** begin Supplied records **

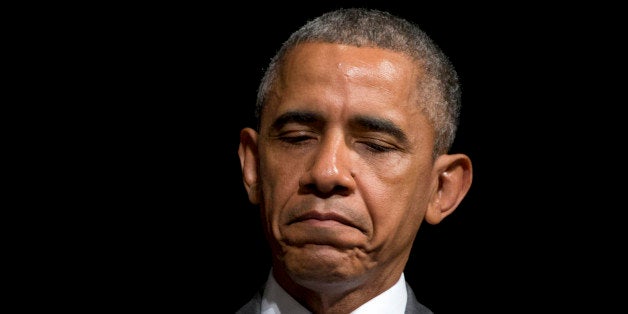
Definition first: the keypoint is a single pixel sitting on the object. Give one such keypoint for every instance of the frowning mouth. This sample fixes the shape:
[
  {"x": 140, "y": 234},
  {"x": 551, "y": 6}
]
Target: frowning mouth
[{"x": 324, "y": 219}]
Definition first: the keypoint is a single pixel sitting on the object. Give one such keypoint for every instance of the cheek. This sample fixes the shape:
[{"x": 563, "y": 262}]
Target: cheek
[{"x": 397, "y": 198}]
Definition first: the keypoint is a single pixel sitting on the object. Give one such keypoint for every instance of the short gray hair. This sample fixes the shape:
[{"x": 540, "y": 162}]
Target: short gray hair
[{"x": 373, "y": 28}]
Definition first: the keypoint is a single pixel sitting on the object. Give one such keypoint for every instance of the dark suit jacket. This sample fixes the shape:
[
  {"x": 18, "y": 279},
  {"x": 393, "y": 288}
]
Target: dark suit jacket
[{"x": 413, "y": 306}]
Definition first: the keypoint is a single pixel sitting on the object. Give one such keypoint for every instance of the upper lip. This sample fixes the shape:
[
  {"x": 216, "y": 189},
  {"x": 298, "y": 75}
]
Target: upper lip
[{"x": 324, "y": 216}]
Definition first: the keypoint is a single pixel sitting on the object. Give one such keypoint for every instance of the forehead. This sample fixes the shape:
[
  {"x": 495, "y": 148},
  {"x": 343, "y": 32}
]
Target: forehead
[{"x": 346, "y": 80}]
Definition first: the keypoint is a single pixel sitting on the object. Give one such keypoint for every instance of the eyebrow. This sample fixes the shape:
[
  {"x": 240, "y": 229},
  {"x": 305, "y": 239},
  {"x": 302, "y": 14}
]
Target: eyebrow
[
  {"x": 367, "y": 123},
  {"x": 374, "y": 124},
  {"x": 305, "y": 117}
]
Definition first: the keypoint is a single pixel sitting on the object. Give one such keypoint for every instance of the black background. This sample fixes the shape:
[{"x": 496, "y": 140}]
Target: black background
[{"x": 165, "y": 220}]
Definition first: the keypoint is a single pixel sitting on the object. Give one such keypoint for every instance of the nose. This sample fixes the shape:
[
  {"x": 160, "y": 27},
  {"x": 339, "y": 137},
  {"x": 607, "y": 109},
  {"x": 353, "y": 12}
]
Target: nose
[{"x": 330, "y": 170}]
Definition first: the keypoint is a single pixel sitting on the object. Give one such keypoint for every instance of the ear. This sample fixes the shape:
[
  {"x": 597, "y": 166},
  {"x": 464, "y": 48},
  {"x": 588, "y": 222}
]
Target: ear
[
  {"x": 455, "y": 174},
  {"x": 249, "y": 162}
]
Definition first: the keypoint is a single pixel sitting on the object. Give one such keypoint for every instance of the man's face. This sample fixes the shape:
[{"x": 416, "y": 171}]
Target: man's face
[{"x": 345, "y": 164}]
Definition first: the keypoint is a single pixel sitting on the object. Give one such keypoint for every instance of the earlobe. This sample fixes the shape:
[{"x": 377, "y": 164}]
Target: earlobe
[
  {"x": 455, "y": 174},
  {"x": 249, "y": 162}
]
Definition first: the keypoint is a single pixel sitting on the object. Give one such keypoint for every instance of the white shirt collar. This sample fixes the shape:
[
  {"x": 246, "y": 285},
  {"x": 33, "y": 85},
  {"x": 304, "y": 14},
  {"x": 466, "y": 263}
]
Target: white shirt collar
[{"x": 276, "y": 300}]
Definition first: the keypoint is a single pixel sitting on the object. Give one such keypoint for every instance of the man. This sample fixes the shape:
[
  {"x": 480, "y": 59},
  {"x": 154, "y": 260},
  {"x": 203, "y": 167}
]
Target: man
[{"x": 357, "y": 113}]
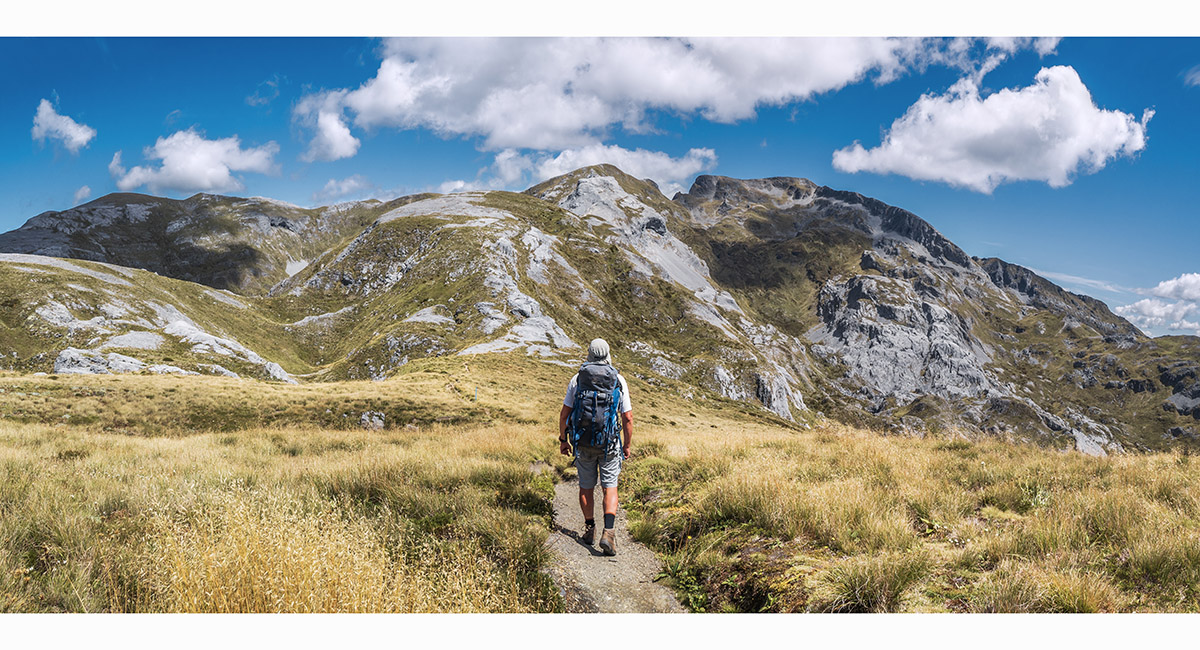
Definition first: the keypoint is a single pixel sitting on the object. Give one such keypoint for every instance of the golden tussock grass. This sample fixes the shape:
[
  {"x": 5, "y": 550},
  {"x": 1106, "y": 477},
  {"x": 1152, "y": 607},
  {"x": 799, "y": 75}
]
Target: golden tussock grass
[
  {"x": 873, "y": 523},
  {"x": 282, "y": 519}
]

** end Supplied records **

> [Short problem] Copy the lines from the one containing "of the golden" through the end of the records, substituting "point" for every occurrence of "keypoint" and leaving everything else unchanged.

> [Final result]
Definition first: the point is a single pixel sitting on the object. Give one such point for every instance of the golden tussock grass. This sample fixes the shape:
[
  {"x": 5, "y": 550},
  {"x": 1106, "y": 477},
  {"x": 1152, "y": 607},
  {"x": 799, "y": 75}
]
Target: golden tussock grass
[
  {"x": 873, "y": 523},
  {"x": 282, "y": 519}
]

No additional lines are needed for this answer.